* [AIM OF THE TASK] Put every line of the items below into a numbered list, skipping any blank lines. Leave the pictures out.

* [PROVIDED RECORDS]
▶
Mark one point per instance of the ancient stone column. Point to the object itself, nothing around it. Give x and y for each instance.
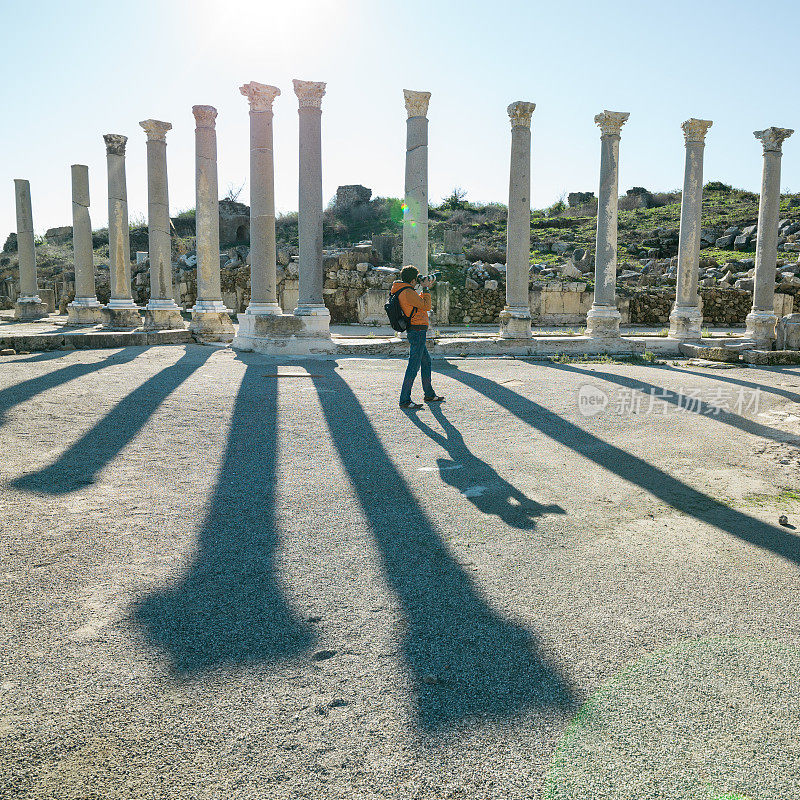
(263, 293)
(162, 312)
(29, 305)
(603, 318)
(761, 320)
(686, 318)
(85, 309)
(310, 305)
(210, 318)
(121, 311)
(415, 210)
(515, 318)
◀
* [ANSWER]
1. Mark one point per instance of the ancient stone column. Point to the object itself, nothing around it. Give x and y for each instance.
2. (263, 293)
3. (162, 312)
4. (29, 305)
5. (603, 318)
6. (761, 320)
7. (686, 318)
8. (85, 309)
9. (310, 305)
10. (210, 318)
11. (121, 311)
12. (415, 210)
13. (515, 318)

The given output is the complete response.